[START]

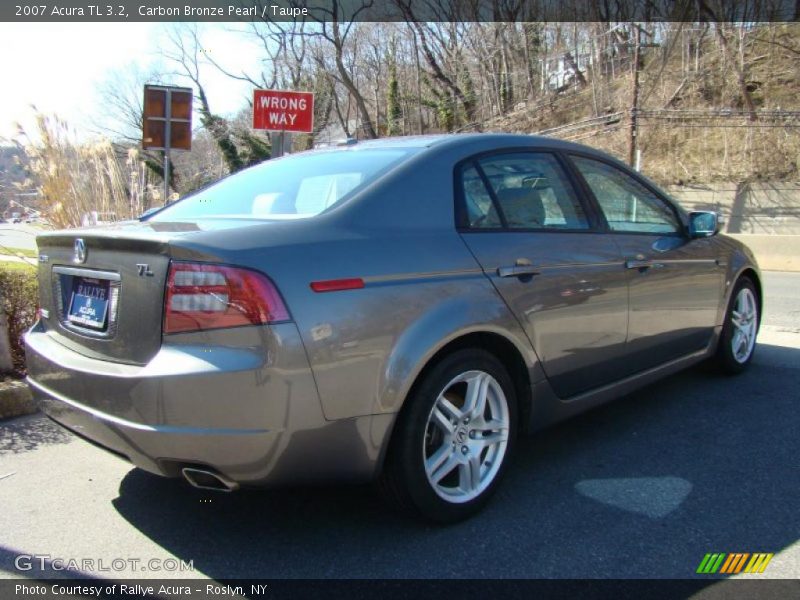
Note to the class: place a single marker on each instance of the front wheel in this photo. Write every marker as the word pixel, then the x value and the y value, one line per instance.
pixel 454 438
pixel 738 340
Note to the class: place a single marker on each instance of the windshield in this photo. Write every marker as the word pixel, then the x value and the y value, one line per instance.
pixel 294 187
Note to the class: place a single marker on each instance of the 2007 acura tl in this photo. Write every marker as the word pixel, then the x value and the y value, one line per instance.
pixel 398 309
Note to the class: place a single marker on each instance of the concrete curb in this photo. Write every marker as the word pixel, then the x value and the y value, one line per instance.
pixel 15 399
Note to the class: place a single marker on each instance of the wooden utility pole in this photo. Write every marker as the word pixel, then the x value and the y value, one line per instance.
pixel 633 141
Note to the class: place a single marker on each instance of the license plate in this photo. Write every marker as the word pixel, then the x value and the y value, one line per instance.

[END]

STATED TASK – Could you copy every one of the rows above word for word, omitting the picture?

ANSWER TO THIS PROBLEM –
Note to the class: place a single marker on each instance of the front wheel in this photo. Write every marker as the word pixel, then the x value and the y value, one line per instance.
pixel 454 438
pixel 738 340
Note to the class: place a single marker on each instance of the windshield in this photo. Write every marker as the word pixel, then the x value and the y value, one line per instance.
pixel 294 187
Note to the class: place a single marker on each instance of the 2007 acura tl in this photo. Write every marker as the word pixel, then the x value and the y value, one line per instance.
pixel 398 309
Note to the class: place a single marker on each instance of the concrete curb in this photo. Write every marker as the word pixel, then the x value and the y value, one line per instance.
pixel 15 399
Note to the class: place a single marker on each instance of the wooden utility pole in this photo. Write every marker as the word pixel, then the x value and the y value, one line per instance.
pixel 633 141
Note to the class: place a single marker on each instance of the license plate in this photo. Write every marker as the word pixel, then the x value and the y value, one line per instance.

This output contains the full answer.